Stated task — Edit the material below so that each "place a pin" becomes "put a marker", changing nothing else. Leave the pictures out of your version.

Entries supplied —

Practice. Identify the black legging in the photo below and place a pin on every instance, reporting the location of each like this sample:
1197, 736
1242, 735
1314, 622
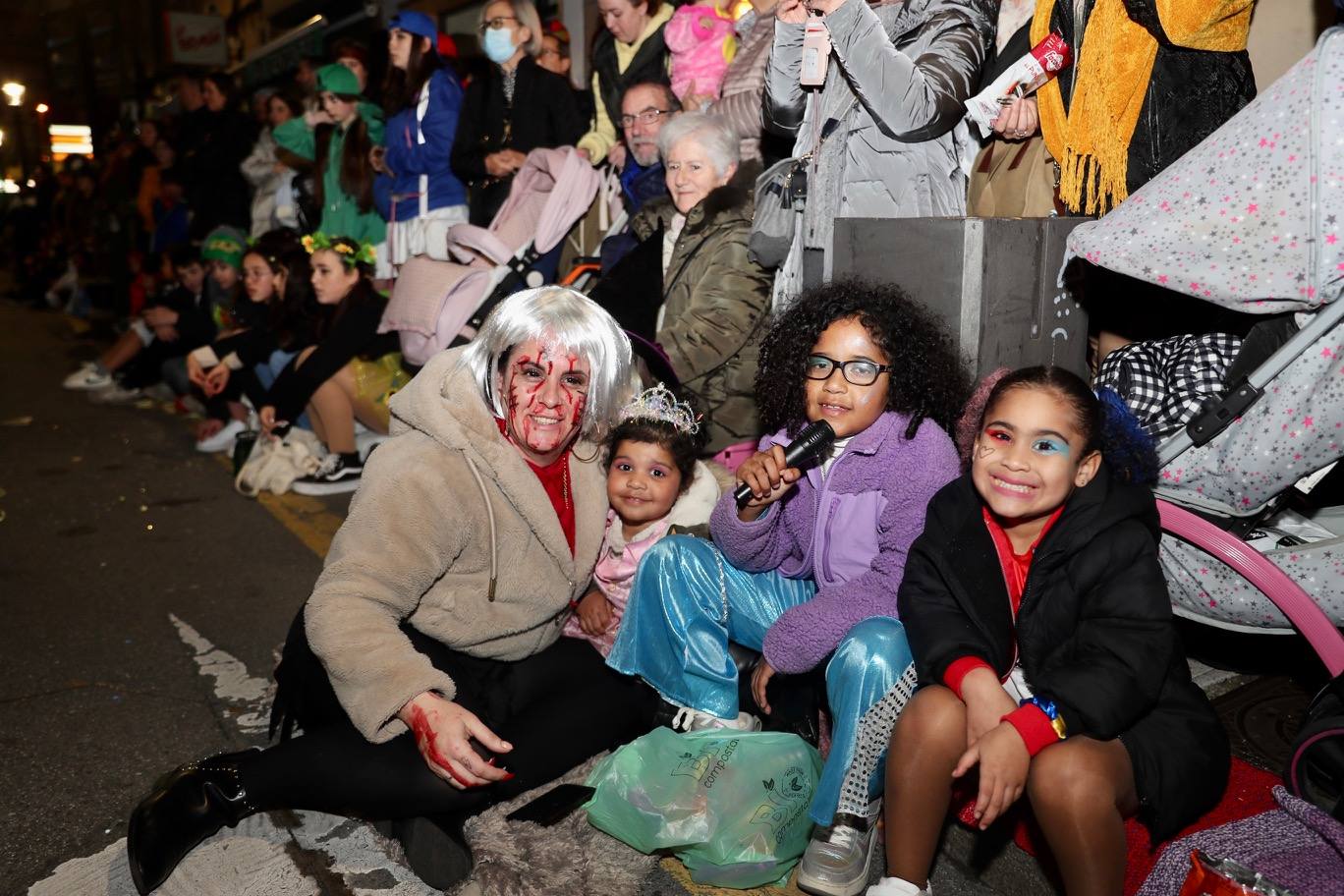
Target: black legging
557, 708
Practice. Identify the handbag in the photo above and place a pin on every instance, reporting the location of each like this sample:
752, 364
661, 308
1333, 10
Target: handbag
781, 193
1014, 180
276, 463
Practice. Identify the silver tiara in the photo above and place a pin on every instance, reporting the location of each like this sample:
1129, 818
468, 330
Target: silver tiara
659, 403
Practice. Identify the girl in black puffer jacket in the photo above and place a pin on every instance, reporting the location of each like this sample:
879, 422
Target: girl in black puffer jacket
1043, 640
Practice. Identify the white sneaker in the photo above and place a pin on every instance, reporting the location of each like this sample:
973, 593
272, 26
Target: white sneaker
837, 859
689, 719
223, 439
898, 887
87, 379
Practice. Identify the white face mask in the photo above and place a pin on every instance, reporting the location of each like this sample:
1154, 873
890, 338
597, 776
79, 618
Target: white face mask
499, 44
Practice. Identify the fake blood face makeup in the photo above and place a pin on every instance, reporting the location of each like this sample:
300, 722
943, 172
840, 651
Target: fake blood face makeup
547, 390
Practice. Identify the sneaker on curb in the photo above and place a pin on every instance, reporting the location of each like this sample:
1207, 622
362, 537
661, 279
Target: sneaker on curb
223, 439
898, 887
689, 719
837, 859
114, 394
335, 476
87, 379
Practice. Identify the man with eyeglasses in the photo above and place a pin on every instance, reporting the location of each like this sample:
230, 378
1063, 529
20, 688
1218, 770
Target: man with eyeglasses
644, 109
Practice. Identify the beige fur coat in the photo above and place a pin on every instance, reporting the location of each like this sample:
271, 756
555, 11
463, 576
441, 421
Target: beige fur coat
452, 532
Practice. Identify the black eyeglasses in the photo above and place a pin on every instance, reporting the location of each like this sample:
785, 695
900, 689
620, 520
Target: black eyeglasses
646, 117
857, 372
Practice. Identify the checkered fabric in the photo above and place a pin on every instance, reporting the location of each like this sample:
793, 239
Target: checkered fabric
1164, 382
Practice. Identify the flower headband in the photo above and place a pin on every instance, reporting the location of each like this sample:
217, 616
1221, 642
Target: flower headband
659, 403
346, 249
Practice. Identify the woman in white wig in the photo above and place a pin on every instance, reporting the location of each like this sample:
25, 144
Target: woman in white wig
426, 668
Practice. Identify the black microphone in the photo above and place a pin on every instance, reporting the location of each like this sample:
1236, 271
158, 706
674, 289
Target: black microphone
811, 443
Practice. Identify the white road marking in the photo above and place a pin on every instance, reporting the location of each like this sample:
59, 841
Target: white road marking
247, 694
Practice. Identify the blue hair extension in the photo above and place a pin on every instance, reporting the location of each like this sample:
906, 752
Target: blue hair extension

Written answer —
Practice. Identify the black legging in the photo below and put a marker on every instance, reporting the location of each like this sample:
1197, 736
1242, 735
1314, 622
Target: black legging
557, 708
Practice. Identify the handbag in the photo above and put a marker on every instance, reporting the location of each like this sample:
752, 364
661, 308
1333, 10
Target: handbag
781, 193
1014, 180
276, 463
Practice. Identify the silver tiara in the photo above and put a marker on every instance, reporting the location of each like this sample:
1129, 818
468, 330
Target: silver tiara
659, 403
Practice. Identify the girl in black puffer jacket in the photo above and put a marker on every instance, reporting the location of each like this sample:
879, 422
Target: girl in black puffer jacket
1043, 640
Practice. Identify the white sneaker in the photo above and put a marker on every instance, reporting the location of each like this sample:
973, 593
272, 26
Target: white sneaker
837, 859
689, 719
223, 439
898, 887
87, 379
Practice. Identify the white face mask in the photo above and put a marker on every instance, reporting the location of each like this sample:
1154, 873
890, 338
597, 776
79, 618
Target: white face mask
499, 44
Practice. Identify the fake blood face makeup in the photo above and put a marker on every instance, reporting the location of each like this sample:
300, 722
943, 172
840, 651
Target: fake blood face makeup
547, 390
Practice. Identify the sneaker on curb in the photo above and put a marker on every instance, reporting the location of each like this sample:
1207, 622
362, 537
661, 279
Target: sneaker on curb
223, 439
898, 887
689, 719
837, 859
114, 394
335, 476
87, 379
Practice. Identify the man with eyeglasses in the photo above and put a marker on every instance, reporting the location of each like this sample:
230, 378
1063, 529
20, 688
1218, 770
Target: man with eyeglasses
644, 109
Practice. Identify the beige fur coat in the photo above and put a marker on every instance, reporting the location of each like this sample:
271, 756
555, 11
463, 576
441, 421
Target: beige fur coat
452, 532
Practice. Identify the black eyeglasses in the photo above and put a marker on every instance, reporting the location of each like this sample:
785, 695
900, 689
620, 520
Target: black eyeglasses
646, 117
857, 372
Practice. Identify the checkered fabric in the photo above and put a marker on every instance, reporting the location of each like this sample:
793, 239
Target: checkered fabric
1164, 382
Practice. Identify the flower headband in the photo above and put a marker on every instance, reporting the location of each like this sample:
217, 616
1221, 642
Target: flower headband
659, 403
346, 249
Practice. Identify the woman in white wig in the photo above and put a marker on every instance, reporting the location of each like this sample:
25, 144
Target: woman in white wig
426, 668
Practice. Identify the black microphone in the photo above and put a marker on every instance, reporting the location of each like this sample:
1236, 271
158, 706
674, 289
Target: black microphone
811, 443
Practice. Identify the white road marking in the photo above and put a marker on every instance, reporting the location of each like this sample:
59, 841
Target: white road marking
247, 694
Practice. Identify the blue hair extension in the photo above and put a marker on every instance, reporting the location of each like this sample:
906, 752
Target: blue hair extension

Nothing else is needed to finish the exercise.